BRANO FORNITO =
>>

L’idrogeno è stato individuato come una delle fonti energetiche rinnovabili del futuro e assume un ruolo centrale nei piani di decarbonizzazione a livello internazionale, come il Green New Deal negli USA e lo European Green Deal in Ue. Tuttavia, alcuni fattori incidono sul contenimento del suo decollo.  L’implementazione dell’economia dell’idrogeno è ostacolata dai suoi costi e la scarsa dotazione di idrogeno pulito, della quale disponiamo oggigiorno, impongono una relativa reticenza tra gli investitori e i decisori politici. Inoltre, va registrata una differenziazione sostanziale tra le varie tipologie di idrogeno: ad oggi, buona parte dell’idrogeno prodotto non può essere catalogato come pulito, sostenibile e a buon mercato, a volte anche nella sua versione green.

<<

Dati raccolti
>>

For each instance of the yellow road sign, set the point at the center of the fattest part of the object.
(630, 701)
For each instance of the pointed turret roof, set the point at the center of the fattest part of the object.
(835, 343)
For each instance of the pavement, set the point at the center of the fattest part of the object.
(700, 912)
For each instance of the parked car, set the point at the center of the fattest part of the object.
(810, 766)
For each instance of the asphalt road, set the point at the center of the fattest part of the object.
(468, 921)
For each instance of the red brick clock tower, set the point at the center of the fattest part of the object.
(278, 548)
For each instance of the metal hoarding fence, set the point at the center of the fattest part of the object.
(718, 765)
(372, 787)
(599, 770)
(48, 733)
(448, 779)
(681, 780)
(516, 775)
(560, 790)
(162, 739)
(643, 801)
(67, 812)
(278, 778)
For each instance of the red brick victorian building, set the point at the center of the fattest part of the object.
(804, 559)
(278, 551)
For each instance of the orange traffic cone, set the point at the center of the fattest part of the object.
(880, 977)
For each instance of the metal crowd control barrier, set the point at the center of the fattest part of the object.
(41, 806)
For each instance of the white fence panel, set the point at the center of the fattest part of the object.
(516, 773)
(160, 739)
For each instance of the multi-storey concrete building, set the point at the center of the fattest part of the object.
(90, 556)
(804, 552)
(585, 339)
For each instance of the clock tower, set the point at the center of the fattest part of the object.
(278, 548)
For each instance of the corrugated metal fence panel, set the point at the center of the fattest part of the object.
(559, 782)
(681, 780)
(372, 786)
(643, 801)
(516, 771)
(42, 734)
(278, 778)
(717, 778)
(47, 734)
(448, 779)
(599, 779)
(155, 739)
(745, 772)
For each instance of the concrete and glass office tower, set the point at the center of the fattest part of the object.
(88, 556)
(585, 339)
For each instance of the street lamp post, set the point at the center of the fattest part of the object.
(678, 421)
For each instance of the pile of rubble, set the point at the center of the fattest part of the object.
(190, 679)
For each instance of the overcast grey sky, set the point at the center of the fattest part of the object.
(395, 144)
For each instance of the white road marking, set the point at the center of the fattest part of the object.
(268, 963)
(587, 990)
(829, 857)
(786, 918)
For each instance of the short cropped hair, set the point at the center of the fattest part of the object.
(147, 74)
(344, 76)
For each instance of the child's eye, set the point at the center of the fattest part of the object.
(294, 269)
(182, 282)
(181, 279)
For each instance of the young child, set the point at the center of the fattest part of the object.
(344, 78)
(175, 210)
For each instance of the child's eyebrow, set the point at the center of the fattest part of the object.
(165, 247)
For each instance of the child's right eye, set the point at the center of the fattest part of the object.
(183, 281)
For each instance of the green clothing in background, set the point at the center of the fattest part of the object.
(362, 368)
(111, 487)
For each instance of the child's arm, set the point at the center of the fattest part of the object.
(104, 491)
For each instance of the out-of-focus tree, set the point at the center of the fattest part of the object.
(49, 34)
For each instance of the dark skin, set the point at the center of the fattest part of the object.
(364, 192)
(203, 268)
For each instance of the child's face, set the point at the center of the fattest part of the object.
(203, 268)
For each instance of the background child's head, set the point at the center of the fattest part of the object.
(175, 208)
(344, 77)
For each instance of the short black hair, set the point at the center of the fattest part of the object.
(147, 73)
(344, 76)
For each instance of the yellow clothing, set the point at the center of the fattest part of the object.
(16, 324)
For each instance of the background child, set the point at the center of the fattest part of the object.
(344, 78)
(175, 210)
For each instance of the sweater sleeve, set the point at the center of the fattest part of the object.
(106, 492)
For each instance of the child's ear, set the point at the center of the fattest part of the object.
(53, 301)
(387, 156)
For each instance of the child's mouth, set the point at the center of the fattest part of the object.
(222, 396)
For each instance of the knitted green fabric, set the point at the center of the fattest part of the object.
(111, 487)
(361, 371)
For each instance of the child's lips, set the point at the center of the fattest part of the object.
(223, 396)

<<

COMPITO ASSEGNATO 1 =
Quali piani di decarbonizzazione cita come esempi il brano sull'idrogeno?
COMPITO ASSEGNATO 2 =
Prosegui il brano sull'idrogeno partendo dopo la sua ultima frase.
L'elenco non è necessario per lo svolgimento.

RISULTATO 1 =
Il Green New Deal negli USA e lo European Green Deal in Ue.

RISULTATO 2 =
In risposta a queste barriere, i mercati si sono abitualmente dimostrati relativamente riluttanti a un accoglimento sostanziale dell’idrogeno su larga scala. Una delle criticità più importanti rimane il prezzo relativamente elevato della produzione di idrogeno elettrolitico lungo l'intera catena del valore e la mancanza di infrastrutture per il trasporto e lo stoccaggio. A causa degli attuali costi di produzione elevati, l'idrogeno verde non può competere con altre fonti energetiche in condizioni di libero mercato.

Eppure, l’utilizzo di questo vettore nella sua forma green svolge un ruolo centrale sia nella strategia Ue che prevede 10 GW di produzione di idrogeno verde entro il 2030, così come di altri paesi che hanno sviluppato piani concreti per il suo sviluppo nei prossimi dieci anni. In Cina, ad esempio, viene incentivato per i primi cinque anni, fino al 40% del volume di investimento dei produttori di idrogeno, il carico fiscale è meno pesante e viene riconosciuta una feed-in-tariff di 0,3-0,35 Yuan/kWh. Questo tipo di politica di sovvenzione multidimensionale cesserà gradualmente, in base alla scalabilità della produzione.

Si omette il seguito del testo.